_Work instructions:_
Show each line of the data below that has the string "query" in it.
::: Input data
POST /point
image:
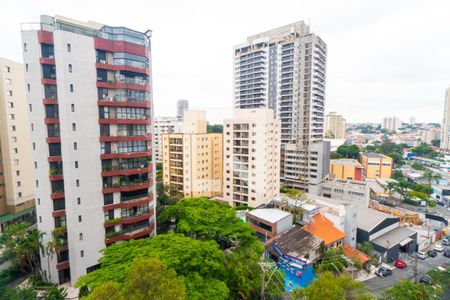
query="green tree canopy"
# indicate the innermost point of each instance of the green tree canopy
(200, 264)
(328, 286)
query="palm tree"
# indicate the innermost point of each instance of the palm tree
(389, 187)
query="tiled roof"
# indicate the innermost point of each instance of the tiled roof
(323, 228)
::::::
::: Input data
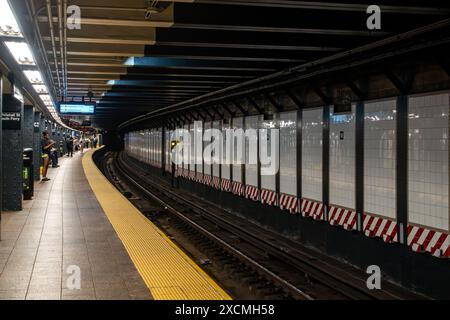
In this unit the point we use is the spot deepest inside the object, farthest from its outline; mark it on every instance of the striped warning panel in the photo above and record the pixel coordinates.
::::::
::: Input data
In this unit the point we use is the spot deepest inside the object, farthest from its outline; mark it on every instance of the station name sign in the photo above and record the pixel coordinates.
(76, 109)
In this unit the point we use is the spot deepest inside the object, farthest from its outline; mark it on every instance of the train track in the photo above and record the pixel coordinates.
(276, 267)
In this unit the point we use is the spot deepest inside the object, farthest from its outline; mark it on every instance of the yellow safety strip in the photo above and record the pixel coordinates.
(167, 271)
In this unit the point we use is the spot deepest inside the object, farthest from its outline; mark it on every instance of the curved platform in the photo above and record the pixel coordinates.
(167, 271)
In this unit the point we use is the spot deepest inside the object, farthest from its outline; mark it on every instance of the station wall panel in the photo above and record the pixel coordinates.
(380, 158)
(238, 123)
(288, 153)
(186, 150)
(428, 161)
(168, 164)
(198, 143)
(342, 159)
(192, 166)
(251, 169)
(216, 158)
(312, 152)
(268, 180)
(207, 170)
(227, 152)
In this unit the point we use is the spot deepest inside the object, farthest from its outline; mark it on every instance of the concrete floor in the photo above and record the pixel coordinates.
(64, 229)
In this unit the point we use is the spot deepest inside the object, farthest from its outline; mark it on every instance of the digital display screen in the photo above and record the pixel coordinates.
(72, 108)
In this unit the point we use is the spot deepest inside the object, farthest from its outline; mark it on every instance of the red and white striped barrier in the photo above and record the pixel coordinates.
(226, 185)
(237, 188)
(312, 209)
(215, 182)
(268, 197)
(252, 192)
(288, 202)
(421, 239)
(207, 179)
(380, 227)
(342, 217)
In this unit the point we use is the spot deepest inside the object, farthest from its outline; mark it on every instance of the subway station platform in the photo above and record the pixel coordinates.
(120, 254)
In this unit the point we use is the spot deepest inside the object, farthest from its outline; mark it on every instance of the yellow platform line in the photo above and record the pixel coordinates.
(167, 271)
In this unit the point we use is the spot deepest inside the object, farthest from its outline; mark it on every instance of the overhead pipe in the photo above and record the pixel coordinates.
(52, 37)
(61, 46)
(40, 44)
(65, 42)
::::::
_Response:_
query="green tree canopy"
query="palm tree"
query="tiled roof"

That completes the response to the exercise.